WRITTEN EXERCISE: Count the lines in the data below that contain the string "bare", and give only the number.

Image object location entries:
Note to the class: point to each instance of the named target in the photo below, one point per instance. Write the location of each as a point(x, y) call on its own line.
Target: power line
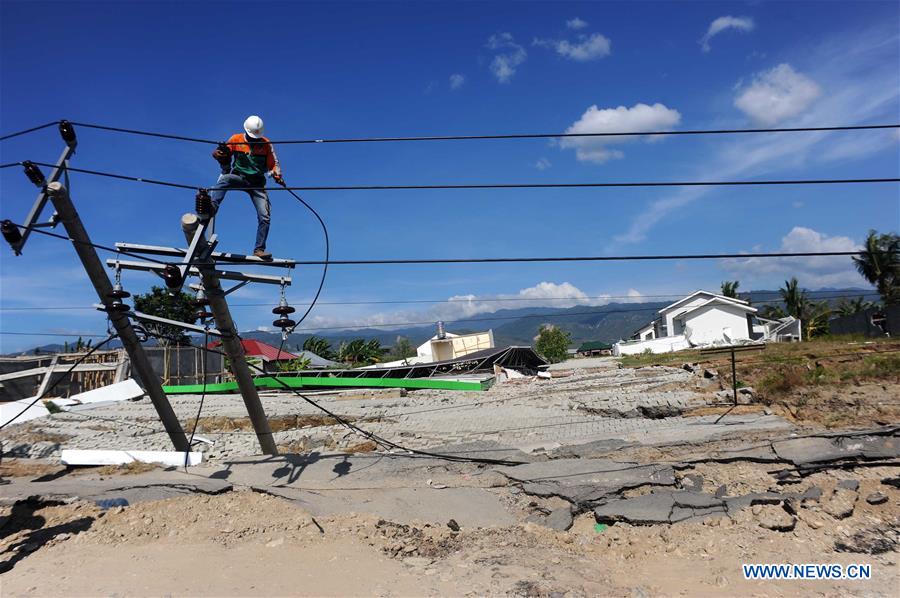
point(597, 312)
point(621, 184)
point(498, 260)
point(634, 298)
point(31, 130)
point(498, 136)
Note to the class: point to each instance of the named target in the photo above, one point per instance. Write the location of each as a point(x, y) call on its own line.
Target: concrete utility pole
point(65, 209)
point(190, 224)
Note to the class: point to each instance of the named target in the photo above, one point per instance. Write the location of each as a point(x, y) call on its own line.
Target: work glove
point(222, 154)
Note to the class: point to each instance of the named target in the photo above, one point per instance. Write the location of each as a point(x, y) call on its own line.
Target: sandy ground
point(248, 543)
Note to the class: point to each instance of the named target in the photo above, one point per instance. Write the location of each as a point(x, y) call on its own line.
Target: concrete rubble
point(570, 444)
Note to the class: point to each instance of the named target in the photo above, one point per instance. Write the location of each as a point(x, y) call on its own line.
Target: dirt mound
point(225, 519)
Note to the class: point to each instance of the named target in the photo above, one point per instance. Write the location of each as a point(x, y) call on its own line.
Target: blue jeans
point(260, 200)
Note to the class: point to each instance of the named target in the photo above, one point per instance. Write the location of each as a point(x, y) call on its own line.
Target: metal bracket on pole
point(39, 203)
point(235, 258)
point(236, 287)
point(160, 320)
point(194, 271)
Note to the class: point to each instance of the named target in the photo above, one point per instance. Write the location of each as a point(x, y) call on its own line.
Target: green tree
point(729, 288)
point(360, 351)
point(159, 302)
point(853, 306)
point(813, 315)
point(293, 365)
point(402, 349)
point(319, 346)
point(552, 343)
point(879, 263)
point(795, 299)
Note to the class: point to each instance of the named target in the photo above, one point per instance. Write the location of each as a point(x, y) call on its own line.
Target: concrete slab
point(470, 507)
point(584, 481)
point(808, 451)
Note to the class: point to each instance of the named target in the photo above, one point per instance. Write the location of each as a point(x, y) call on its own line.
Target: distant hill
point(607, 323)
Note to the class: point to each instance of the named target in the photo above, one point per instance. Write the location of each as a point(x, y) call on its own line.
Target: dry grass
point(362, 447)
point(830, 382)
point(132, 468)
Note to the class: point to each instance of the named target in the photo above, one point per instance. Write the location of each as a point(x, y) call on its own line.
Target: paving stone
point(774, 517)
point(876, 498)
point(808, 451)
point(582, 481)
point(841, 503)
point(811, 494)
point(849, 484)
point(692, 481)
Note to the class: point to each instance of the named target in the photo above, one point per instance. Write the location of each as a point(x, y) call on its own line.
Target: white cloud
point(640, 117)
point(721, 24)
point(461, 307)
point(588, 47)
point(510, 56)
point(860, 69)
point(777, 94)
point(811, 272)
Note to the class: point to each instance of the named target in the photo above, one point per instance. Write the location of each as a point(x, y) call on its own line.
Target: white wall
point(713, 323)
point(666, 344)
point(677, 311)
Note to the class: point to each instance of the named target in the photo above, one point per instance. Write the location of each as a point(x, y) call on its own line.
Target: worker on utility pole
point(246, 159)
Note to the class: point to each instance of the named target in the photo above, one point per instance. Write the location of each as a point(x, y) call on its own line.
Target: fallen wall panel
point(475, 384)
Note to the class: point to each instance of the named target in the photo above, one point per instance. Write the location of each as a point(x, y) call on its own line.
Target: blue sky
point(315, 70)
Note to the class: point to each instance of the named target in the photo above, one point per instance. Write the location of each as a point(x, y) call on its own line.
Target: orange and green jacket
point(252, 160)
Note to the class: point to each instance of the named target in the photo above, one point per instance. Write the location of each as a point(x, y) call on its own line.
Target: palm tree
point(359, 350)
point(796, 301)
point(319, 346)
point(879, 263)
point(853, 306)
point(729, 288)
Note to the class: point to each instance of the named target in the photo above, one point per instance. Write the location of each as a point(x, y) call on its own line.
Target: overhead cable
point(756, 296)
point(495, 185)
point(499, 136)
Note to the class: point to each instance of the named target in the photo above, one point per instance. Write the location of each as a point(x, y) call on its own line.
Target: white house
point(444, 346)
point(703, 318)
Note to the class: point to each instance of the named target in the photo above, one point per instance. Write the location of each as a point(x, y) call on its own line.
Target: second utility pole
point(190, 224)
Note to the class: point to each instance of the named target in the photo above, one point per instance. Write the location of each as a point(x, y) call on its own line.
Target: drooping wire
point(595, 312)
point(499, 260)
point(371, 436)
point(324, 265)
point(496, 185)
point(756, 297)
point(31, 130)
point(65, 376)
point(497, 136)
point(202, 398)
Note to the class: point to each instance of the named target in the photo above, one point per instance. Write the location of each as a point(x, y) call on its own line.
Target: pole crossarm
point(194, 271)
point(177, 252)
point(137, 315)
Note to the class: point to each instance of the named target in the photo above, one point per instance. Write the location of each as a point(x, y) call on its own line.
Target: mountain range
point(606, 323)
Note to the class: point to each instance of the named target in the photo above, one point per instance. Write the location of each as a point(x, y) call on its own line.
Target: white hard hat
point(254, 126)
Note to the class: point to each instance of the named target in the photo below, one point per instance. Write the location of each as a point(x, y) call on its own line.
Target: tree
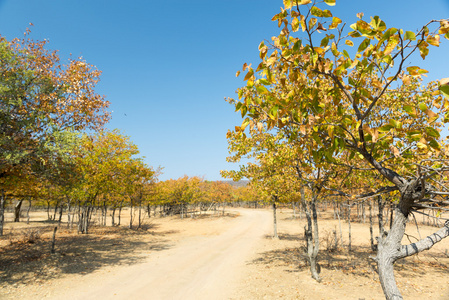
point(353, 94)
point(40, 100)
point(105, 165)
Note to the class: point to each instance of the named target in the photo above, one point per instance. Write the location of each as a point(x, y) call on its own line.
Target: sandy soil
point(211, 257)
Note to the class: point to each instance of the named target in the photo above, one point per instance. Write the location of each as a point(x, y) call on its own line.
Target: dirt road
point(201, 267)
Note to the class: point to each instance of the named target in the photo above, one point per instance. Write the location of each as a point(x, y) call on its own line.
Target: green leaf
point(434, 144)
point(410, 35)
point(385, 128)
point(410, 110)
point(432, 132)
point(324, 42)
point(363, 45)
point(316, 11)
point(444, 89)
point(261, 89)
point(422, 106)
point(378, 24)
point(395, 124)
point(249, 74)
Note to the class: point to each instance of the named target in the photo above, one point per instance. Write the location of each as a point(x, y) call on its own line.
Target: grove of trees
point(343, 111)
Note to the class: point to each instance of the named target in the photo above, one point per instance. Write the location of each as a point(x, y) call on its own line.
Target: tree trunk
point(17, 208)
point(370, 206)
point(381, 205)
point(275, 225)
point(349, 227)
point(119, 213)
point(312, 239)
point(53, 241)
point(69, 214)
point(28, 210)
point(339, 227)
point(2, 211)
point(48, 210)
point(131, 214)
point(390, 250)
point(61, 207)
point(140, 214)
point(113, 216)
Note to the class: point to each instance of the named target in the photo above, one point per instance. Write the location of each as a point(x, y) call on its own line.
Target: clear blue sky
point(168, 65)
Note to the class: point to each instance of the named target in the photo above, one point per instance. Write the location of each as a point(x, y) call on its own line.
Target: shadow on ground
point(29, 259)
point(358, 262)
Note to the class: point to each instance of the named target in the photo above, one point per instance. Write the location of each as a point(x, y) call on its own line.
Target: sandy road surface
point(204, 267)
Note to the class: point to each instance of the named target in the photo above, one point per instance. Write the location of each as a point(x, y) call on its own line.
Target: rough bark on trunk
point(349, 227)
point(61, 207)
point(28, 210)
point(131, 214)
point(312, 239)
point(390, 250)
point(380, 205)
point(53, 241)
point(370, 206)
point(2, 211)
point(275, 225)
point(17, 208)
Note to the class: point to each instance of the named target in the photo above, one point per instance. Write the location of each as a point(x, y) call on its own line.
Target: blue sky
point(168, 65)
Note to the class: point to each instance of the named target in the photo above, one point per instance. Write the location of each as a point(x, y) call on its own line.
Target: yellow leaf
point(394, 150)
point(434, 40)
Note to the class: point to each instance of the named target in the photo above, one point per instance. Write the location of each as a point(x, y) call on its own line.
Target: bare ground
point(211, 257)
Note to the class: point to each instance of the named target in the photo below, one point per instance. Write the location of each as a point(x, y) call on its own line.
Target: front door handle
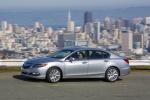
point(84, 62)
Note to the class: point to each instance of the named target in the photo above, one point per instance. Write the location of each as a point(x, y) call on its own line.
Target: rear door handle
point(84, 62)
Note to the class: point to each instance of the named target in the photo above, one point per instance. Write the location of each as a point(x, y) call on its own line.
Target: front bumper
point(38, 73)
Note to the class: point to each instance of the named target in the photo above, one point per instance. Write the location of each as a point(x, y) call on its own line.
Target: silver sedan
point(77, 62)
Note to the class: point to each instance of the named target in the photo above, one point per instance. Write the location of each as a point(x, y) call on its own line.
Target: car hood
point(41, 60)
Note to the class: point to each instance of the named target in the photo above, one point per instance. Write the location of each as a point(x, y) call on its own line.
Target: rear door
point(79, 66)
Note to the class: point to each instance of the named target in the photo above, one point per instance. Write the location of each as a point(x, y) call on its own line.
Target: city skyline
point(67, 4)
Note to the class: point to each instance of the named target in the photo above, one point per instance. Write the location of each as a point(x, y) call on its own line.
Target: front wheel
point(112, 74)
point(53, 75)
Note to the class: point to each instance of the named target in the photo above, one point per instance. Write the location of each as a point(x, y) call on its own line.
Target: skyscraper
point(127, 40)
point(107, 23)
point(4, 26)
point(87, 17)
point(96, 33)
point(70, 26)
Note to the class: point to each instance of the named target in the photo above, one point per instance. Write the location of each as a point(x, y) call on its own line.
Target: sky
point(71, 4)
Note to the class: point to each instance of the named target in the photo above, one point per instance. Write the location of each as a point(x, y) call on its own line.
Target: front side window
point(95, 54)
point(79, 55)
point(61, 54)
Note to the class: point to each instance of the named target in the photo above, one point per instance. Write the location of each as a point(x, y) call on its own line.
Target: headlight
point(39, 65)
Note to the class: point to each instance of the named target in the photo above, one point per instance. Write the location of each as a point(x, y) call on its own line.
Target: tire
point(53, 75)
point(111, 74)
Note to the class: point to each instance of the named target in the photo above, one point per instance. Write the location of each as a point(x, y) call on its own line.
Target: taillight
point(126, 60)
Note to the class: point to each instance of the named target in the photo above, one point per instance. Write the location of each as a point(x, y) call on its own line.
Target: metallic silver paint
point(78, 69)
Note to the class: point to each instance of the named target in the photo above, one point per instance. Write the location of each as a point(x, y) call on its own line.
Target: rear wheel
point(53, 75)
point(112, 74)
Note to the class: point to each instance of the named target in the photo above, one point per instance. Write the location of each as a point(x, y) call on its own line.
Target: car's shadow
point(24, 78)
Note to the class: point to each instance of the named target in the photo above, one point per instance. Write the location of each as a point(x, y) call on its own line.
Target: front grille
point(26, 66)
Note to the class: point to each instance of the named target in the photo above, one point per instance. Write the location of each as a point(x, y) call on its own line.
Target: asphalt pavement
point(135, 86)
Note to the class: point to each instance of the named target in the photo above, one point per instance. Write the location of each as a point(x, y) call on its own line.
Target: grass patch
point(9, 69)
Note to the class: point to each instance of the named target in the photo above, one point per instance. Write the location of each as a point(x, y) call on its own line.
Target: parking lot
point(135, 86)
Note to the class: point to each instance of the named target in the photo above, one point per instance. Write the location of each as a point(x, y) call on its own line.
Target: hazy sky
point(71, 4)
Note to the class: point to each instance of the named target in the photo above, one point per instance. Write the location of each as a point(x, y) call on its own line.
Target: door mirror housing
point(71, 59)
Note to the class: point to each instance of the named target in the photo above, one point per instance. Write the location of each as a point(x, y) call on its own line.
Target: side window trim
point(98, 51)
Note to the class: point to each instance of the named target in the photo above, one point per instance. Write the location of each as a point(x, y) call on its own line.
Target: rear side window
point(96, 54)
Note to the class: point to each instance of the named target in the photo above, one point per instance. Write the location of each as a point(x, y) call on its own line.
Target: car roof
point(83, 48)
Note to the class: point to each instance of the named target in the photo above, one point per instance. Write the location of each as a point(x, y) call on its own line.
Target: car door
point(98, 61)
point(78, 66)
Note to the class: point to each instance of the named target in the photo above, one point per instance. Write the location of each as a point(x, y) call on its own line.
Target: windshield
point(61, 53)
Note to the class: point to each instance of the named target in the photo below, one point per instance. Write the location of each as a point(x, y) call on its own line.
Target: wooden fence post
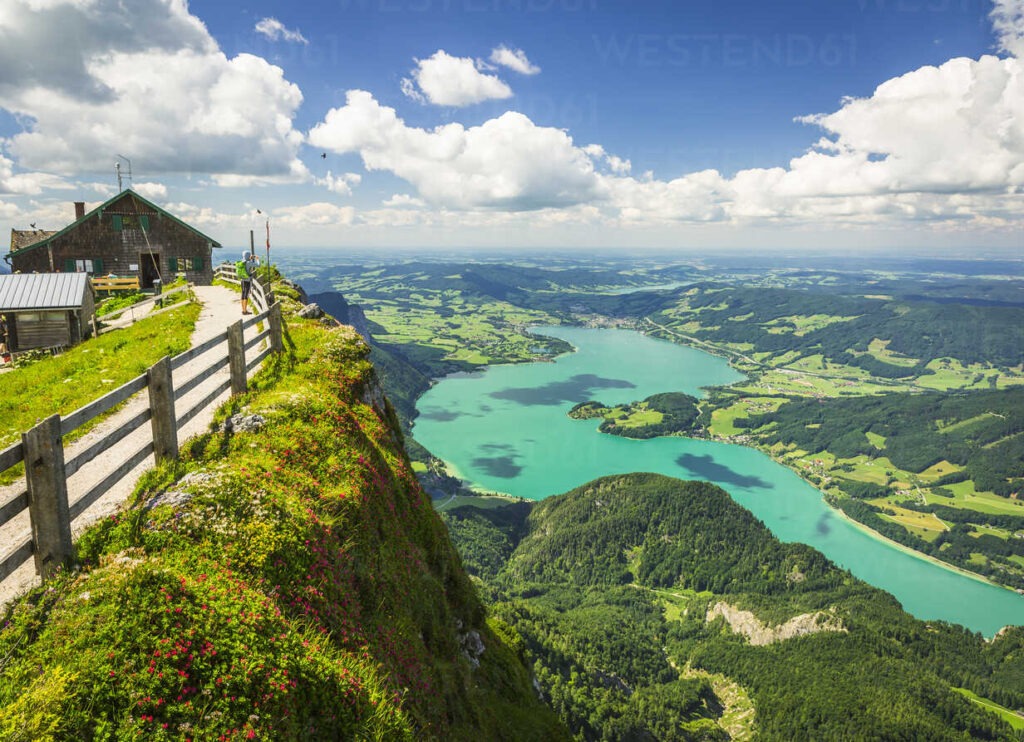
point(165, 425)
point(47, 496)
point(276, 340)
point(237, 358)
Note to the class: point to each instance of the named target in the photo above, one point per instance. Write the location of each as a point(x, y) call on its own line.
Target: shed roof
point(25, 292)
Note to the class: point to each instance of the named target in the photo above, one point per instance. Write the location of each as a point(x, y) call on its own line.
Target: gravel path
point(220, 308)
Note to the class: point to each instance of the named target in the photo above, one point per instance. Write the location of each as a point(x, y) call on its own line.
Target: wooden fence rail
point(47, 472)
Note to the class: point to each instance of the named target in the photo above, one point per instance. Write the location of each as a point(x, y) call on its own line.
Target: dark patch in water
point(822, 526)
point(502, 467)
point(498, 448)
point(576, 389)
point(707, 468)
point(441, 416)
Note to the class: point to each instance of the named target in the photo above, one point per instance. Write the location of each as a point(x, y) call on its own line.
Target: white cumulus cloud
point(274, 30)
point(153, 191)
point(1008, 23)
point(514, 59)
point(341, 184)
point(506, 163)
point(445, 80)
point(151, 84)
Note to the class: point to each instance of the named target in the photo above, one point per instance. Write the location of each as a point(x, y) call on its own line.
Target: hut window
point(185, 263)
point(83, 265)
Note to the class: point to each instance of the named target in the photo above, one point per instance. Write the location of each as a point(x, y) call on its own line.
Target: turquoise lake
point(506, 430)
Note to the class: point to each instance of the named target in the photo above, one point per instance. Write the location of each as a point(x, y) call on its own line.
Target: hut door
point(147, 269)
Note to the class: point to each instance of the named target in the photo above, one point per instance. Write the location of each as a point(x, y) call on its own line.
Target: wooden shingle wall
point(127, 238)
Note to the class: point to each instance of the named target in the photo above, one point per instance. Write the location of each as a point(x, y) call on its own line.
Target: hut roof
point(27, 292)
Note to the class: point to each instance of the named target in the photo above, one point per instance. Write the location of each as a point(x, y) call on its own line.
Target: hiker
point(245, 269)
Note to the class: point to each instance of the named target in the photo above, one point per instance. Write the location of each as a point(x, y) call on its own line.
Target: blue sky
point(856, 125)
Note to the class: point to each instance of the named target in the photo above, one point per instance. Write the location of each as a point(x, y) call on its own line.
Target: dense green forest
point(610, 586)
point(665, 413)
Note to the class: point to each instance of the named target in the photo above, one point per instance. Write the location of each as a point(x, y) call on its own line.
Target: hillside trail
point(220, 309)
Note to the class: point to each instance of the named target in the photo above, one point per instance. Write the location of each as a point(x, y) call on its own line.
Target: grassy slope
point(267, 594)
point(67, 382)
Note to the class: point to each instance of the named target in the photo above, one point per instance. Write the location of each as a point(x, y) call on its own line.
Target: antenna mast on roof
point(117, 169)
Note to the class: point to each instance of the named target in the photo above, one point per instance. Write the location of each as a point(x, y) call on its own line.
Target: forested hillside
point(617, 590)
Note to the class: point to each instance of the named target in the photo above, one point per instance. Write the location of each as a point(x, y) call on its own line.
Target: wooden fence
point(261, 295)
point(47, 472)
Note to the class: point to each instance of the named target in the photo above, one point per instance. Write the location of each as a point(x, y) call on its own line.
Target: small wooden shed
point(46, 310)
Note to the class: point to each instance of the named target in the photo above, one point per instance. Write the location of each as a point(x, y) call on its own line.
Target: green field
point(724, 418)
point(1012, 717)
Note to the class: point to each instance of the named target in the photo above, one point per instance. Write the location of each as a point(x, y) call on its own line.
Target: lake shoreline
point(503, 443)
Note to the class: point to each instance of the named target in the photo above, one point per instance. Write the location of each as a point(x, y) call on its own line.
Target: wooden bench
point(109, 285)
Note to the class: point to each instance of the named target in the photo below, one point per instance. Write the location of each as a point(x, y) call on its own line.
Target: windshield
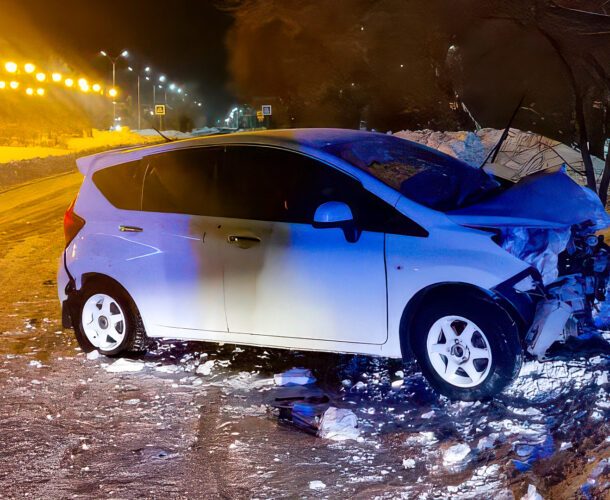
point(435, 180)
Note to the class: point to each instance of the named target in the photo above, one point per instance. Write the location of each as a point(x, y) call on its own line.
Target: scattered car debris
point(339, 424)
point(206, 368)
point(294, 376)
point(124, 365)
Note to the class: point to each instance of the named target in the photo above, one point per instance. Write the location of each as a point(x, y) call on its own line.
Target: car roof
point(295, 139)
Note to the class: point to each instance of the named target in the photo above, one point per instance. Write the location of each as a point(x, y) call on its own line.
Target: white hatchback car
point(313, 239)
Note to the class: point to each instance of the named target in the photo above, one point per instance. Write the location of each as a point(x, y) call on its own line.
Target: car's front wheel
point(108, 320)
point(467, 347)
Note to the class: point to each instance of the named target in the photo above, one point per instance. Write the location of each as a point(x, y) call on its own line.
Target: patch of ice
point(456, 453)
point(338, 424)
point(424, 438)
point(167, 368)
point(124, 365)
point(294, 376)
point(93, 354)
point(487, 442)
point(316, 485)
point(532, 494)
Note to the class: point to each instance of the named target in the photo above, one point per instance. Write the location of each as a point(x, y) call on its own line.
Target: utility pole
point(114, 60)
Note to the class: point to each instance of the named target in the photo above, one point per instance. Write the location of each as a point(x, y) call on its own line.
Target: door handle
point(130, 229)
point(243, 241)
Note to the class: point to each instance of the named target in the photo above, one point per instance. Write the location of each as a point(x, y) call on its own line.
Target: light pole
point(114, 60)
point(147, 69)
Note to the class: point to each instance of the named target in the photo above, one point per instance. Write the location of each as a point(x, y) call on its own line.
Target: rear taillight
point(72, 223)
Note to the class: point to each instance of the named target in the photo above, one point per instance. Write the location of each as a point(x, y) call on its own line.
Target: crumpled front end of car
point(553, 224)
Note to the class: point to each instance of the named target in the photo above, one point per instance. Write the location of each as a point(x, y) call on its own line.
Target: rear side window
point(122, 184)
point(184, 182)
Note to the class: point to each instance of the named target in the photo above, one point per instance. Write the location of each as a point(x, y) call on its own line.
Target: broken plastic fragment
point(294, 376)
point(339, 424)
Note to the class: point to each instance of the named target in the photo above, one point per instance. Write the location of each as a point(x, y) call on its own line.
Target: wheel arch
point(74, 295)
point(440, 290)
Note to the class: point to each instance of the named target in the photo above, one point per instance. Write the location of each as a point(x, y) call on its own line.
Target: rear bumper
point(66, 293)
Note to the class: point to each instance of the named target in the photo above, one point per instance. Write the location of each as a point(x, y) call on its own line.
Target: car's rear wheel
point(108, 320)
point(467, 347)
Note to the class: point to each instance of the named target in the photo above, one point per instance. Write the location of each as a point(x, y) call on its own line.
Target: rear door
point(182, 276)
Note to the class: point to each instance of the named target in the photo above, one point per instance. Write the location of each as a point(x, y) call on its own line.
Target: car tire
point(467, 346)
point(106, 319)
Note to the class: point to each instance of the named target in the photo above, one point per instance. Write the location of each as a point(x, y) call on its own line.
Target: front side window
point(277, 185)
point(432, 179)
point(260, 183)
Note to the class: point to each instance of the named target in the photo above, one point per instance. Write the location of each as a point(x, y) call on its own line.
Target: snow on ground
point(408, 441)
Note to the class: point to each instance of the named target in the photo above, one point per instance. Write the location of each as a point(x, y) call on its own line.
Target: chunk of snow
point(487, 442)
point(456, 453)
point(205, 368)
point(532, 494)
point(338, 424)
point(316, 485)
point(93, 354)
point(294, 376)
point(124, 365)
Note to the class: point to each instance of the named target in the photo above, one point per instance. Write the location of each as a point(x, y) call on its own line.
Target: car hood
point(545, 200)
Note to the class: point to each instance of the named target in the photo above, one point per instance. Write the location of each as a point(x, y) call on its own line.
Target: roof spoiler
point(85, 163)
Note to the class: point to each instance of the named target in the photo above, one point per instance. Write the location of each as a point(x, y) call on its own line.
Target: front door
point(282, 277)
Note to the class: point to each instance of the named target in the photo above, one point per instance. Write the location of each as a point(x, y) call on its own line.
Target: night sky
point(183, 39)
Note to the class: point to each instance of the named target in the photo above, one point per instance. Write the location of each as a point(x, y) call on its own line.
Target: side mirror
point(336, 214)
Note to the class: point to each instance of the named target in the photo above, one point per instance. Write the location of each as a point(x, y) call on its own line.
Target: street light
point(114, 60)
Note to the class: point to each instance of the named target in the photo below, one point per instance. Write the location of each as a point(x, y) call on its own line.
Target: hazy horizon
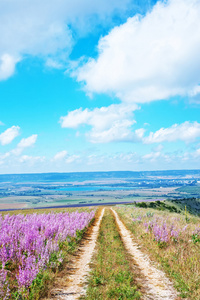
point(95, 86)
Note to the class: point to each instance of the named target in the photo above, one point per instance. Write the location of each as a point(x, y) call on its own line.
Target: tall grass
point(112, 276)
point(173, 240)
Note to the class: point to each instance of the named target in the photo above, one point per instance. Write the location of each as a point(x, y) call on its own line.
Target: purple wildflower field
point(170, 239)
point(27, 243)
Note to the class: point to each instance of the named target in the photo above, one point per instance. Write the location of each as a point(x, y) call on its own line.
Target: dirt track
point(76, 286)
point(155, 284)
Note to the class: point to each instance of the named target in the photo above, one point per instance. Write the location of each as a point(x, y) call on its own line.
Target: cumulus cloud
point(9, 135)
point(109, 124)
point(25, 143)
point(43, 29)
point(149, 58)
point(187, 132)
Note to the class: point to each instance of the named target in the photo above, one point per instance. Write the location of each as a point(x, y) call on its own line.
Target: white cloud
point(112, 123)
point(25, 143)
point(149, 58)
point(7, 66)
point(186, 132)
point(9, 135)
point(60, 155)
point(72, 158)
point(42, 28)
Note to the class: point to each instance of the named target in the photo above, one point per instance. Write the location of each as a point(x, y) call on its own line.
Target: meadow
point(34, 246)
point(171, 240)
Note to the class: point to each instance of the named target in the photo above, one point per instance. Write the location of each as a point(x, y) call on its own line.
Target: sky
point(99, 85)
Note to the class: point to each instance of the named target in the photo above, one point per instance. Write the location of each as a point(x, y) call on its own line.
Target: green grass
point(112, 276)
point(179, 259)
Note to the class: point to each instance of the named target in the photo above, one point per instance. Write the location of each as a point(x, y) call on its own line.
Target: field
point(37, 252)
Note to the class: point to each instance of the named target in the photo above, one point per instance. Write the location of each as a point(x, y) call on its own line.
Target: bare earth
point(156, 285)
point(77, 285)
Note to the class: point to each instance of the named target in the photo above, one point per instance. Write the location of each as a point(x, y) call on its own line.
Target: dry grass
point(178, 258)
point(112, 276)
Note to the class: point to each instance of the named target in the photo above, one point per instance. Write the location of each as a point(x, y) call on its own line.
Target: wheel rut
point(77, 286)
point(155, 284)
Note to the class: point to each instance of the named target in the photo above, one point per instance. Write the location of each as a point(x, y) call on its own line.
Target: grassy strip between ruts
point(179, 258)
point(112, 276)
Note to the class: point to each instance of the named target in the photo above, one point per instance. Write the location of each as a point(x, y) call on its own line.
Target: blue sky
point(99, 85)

ANSWER TO THE TASK: 2